begin Records to use

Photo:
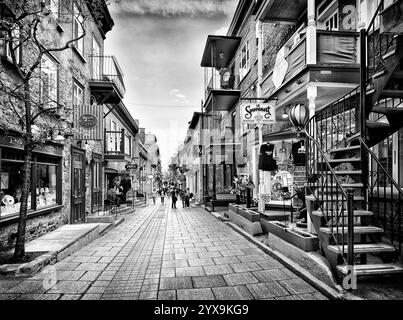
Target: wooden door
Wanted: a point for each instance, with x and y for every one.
(77, 185)
(96, 183)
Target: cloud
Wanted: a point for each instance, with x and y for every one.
(221, 32)
(174, 8)
(180, 97)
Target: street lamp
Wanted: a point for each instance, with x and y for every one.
(299, 117)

end Records to use

▶ What to do
Rewrite all of the items above, swapping every "Target" for "Object" and keeping everything else the same. Omit the pictures from your version.

▶ Response to the task
Photo:
Object: wooden door
Wanted: a point for each instance, with x and y for every one.
(77, 185)
(96, 183)
Object: cloud
Wanted: a point for each instance, with x and y for every one.
(221, 32)
(174, 8)
(180, 97)
Object: street lamp
Wanted: a point for each instance, with x and y for every one.
(299, 117)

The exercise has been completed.